%%
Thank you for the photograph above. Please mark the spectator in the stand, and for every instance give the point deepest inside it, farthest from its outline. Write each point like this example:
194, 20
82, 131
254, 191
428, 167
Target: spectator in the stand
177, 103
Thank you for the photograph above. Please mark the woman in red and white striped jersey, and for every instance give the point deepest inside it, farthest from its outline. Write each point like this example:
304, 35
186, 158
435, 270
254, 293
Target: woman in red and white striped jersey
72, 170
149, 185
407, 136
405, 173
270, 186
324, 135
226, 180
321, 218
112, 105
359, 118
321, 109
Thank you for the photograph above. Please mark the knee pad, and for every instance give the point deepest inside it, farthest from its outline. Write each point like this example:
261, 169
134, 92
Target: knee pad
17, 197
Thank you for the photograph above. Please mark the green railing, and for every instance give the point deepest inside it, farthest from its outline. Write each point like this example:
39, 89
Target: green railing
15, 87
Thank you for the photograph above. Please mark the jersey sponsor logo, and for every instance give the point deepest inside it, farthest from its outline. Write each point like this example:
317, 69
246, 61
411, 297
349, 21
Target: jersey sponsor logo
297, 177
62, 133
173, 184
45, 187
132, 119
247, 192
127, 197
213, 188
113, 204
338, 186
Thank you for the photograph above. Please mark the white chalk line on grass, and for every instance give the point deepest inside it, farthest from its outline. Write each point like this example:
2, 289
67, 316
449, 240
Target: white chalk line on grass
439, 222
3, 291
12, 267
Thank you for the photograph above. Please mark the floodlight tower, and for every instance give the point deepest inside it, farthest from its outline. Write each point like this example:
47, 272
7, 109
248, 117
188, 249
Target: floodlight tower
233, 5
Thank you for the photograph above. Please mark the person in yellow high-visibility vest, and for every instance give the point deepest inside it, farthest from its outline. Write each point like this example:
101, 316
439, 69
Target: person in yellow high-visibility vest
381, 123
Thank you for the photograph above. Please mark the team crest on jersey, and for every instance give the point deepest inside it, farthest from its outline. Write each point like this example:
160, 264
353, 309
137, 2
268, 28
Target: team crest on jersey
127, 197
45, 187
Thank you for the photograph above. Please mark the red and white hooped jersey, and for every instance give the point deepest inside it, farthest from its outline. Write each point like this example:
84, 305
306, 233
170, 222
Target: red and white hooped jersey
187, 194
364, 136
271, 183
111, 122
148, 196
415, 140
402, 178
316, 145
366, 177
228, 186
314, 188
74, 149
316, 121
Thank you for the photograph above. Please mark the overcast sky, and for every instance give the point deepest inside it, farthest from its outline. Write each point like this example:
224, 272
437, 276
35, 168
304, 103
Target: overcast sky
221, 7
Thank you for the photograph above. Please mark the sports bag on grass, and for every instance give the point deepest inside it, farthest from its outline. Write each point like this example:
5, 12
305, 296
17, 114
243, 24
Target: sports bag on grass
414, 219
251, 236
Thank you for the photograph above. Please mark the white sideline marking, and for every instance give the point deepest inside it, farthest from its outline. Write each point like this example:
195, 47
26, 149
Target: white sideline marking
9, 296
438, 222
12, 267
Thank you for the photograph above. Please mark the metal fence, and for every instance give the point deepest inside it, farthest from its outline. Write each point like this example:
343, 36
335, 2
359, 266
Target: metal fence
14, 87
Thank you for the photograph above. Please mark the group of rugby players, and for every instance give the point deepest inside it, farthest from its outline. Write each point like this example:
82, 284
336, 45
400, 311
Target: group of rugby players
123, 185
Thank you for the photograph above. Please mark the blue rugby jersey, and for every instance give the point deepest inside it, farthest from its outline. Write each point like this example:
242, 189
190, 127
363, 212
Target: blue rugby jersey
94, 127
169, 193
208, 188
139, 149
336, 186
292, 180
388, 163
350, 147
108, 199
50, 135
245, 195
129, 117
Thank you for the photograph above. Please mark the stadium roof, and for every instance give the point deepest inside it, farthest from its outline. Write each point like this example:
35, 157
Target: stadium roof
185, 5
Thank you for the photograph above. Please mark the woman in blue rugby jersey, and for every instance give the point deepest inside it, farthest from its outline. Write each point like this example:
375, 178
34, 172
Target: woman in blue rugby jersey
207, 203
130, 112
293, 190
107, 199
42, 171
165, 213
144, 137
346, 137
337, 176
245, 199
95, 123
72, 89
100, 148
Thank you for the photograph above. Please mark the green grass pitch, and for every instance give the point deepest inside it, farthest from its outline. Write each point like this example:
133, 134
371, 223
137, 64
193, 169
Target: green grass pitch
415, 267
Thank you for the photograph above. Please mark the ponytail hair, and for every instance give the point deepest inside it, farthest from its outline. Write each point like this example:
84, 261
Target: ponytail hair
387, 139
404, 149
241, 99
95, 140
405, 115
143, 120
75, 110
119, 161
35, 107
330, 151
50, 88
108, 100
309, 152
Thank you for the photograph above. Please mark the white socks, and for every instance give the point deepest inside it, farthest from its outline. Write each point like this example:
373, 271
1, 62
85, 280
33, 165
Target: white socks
%%
__Task statement__
Provide only the number of lines in the records containing the string "socks".

__Result of the task__
2